Что нужно сделать:
Перепишите отрывок о Формане от слов "Фактически неважно, действительно" до слов "его сильно подхлестывает." включительно и поставьте "подстегивает" вместо "подхлестывает".

Фрагмент текста:
ФОРМАН: Да, я похож на него. Только я не такой злой, язвительный, высокомерный — и не хромой.
(«Яд», 1–8)
Кэмерон обвиняет Формана в том, что он похож на Хауса. Кое в чем это сравнение можно назвать справедливым но где же умение легко и свободно играть фактами, которое присуще Хаусу? Форман, в отличие от Кэмерон, не так красноречиво говорит об уловках Хауса, и совершенно ясно, что они вызывают в нем чувство неловкости.
Да, на первый взгляд Форман представляет собой исключение из правил, особенно на фоне всех остальных. В конце концов, вся жизнь Формана — как открытая книга. Не правда ли, у Формана не осталось причины лгать, особенно после того, как Хаус выяснил, что, будучи несовершеннолетним, Форман был замешан в каком-то преступлении? Очевидно, что он лжет меньше, чем любой другой персонаж сериала.
Уже одно это вызывает желание присмотреться к нему повнимательнее. Должно быть, он что-то скрывает.
Самым ярким примером того, как Форман относится к правдивости, можно, наверное, считать одну из серий пилотного показа: «Знаешь что? Нас притесняли не одно столетие, мы устраивали десятки маршей в защиту своих гражданских прав, что еще важнее, я жил как монах, учился, чтобы получить средний балл не ниже 4,0. И после всего этого тебе не кажется, что есть что-то отвратительное в том, что я получил одну из самых престижных должностей в стране только благодаря своему правонарушению в прошлом?»
Так ли это, или Форман попался на удочку Хауса, который сочинил эту возмутительную ложь, одну в ряду многих? Создается впечатление, что Хаус относится к Форману с не меньшим уважением, чем к другим молодым врачам. Например, в серии «Вскрытие» (2–2) Форман сообщает, что обнаружил опухоль, которую все тщетно пытались выявить, и Хаус говорит: «Ведь можешь, когда захочешь». Хаус сознательно сталкивает молодежь друг с другом, но он склонен выделить Формана и ставит его, а не Чейза или Кэмерон, в пример другим. И все факты свидетельствуют о том, что Хаус принял Формана на работу, потому что тот высококлассный невролог.
Фактически неважно, действительно ли Хаус взял Формана на работу из-за его юношеских грехов. Но пока Форман сам в это верит, он позволяет мнению другого манипулировать своей жизнью — или хуже того, разрешает чужой лжи вторгаться в его жизнь.
И это его сильно подхлестывает.
В глазах окружающих Форман — невозмутим, рассудителен, спокоен и сдержан, он живет в ладу с прошлым, доволен настоящим и уверен в будущем. Вот только весь его внешний лоск и безупречность — не более чем фасад. Время от времени то тут, то там этот фасад дает трещину, и тогда нам виден тот груз, который несет Форман.
Сколько бы он ни отрицал, что он не такой злой и раздражительный, как Хаус, все равно эти слова звучат фальшиво — в нем самом достаточно раздражительности, когда речь заходит о трудных обстоятельствах его прошлого. И эту его раздражительность вполне можно понять — а может быть, даже и оправдать, но она выдает те воспоминания, которые он гак яростно пытается защитить. Он полагает, что всем, чего он добился в жизни, он обязан исключительно собственным усилиям: «Мне всего приходилось добиваться самому» («Иголка в стоге сена», 3–13). «Школа, в которой я учился, была таким дерьмом». Это привело к тому, что он стал нетерпим к неудачам окружающих, не сумевших добиться в жизни такого же успеха, как он. «Мы с братом росли в одной семье. Но я сумел сделать из себя человека, а он нет» («Найти Иуду», 39). И ему очень не по нутру, что отец скептически относится к успехам сына: «Он гордится не мной, он гордится Иисусом. Если я что-то делаю как надо, это работа Бога; если я что-то делаю не так, значит, это я сам облажался» («Эйфория, часть 1», 220). Когда Форман находится в подобном настроении, он здорово напоминает Хауса — и это одна из возможных причин того, что он тратит большую часть времени на создание защитной оболочки своей хладнокровной рациональной личности.

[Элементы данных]

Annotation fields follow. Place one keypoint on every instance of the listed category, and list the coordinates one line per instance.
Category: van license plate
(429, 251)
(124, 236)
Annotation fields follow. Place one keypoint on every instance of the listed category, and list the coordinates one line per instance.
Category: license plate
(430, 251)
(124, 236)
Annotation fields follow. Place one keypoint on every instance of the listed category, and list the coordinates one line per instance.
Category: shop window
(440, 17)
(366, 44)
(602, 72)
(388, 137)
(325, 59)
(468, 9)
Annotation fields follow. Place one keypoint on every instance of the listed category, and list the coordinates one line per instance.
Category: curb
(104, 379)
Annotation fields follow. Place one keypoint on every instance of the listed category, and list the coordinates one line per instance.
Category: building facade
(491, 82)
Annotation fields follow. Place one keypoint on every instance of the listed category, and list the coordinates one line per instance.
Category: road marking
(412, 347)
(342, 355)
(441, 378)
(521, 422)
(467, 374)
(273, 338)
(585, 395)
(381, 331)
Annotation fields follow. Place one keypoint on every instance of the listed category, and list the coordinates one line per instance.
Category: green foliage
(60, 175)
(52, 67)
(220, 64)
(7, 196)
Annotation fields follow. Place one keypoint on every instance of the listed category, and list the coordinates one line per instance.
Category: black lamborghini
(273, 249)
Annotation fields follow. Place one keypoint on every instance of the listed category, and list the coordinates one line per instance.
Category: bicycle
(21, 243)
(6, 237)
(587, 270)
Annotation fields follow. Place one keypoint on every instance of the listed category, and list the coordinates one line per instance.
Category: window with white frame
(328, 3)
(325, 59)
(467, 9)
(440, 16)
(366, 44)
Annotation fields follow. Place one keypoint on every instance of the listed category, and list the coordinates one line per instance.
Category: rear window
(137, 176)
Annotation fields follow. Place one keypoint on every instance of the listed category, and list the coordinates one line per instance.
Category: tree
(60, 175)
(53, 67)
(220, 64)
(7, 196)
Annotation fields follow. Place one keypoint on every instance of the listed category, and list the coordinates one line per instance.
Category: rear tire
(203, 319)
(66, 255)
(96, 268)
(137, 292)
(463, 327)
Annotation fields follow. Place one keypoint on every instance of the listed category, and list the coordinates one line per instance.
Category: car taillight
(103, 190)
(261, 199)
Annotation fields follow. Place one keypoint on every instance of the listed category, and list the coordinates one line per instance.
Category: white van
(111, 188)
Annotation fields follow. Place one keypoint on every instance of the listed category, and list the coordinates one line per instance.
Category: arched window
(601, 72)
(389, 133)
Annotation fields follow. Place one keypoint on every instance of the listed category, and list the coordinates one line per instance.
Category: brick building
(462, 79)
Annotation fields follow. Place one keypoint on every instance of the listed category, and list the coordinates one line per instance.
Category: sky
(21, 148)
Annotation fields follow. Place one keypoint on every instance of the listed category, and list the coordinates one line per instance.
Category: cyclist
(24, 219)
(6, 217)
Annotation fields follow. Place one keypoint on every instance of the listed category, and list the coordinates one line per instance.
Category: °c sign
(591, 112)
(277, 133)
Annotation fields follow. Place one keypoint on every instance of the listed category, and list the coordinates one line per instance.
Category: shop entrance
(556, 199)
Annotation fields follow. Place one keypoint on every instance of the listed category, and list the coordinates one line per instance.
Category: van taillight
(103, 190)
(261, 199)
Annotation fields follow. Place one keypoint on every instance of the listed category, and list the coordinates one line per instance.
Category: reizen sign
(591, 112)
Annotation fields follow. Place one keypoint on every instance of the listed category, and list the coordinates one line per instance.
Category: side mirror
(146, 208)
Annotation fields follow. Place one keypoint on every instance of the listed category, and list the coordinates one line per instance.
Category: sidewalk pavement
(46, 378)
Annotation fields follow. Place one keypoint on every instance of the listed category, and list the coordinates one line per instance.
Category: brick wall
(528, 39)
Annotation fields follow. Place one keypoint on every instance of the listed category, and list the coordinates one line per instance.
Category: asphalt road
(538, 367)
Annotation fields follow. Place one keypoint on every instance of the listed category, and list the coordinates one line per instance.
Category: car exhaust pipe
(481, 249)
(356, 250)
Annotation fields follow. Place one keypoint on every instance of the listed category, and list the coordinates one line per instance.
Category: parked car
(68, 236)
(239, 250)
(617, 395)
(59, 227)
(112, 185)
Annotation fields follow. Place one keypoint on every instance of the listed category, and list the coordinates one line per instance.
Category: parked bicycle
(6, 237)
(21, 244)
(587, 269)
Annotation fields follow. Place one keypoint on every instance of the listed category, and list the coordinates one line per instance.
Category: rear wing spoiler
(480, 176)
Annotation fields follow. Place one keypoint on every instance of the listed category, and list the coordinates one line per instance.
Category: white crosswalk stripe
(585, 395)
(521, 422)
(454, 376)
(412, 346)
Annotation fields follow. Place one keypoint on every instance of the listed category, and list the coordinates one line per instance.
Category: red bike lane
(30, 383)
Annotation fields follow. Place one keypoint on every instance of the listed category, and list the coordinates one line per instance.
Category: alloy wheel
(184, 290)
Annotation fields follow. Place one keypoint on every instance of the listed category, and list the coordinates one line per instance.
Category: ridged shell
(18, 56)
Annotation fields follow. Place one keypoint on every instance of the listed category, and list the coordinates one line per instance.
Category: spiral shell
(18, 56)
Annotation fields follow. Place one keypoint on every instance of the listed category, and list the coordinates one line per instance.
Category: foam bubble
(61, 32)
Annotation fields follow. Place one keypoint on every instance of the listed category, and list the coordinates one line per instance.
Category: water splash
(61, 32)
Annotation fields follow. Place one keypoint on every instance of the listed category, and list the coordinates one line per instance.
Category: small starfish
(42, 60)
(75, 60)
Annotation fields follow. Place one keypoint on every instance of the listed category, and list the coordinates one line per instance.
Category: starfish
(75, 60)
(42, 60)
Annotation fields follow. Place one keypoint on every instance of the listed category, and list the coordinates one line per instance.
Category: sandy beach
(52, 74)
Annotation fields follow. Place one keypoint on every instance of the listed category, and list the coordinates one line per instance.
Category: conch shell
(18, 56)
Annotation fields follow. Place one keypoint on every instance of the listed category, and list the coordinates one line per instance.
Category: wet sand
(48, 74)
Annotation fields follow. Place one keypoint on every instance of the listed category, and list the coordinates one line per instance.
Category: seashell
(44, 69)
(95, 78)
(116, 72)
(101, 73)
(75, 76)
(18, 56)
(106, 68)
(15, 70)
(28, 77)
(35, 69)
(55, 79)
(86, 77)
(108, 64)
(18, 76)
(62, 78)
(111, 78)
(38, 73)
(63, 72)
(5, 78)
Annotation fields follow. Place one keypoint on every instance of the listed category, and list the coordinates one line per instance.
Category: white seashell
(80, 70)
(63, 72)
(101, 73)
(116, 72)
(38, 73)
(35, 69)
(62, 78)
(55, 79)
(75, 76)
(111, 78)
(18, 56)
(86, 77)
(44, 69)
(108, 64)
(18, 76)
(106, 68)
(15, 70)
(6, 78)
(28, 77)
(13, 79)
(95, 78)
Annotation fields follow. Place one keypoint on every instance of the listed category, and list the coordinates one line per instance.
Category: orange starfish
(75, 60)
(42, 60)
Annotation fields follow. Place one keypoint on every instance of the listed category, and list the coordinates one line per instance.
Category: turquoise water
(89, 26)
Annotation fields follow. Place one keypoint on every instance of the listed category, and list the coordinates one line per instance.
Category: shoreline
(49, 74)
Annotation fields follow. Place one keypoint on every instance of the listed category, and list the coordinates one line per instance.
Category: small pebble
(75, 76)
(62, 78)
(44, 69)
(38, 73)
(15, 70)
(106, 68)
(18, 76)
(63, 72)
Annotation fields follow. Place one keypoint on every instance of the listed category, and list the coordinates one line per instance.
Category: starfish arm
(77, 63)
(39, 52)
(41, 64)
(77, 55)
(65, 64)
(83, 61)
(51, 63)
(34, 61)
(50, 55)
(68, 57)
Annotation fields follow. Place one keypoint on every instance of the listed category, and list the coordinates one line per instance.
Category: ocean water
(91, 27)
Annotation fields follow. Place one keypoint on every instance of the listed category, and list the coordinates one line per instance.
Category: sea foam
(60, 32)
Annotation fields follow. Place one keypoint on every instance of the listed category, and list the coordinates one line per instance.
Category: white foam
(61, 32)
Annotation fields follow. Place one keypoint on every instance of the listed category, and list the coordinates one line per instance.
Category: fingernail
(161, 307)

Ответ:
Фактически неважно, действительно ли Хаус взял Формана на работу из-за его юношеских грехов. Но пока Форман сам в это верит, он позволяет мнению другого манипулировать своей жизнью — или хуже того, разрешает чужой лжи вторгаться в его жизнь.
И это его сильно подстегивает.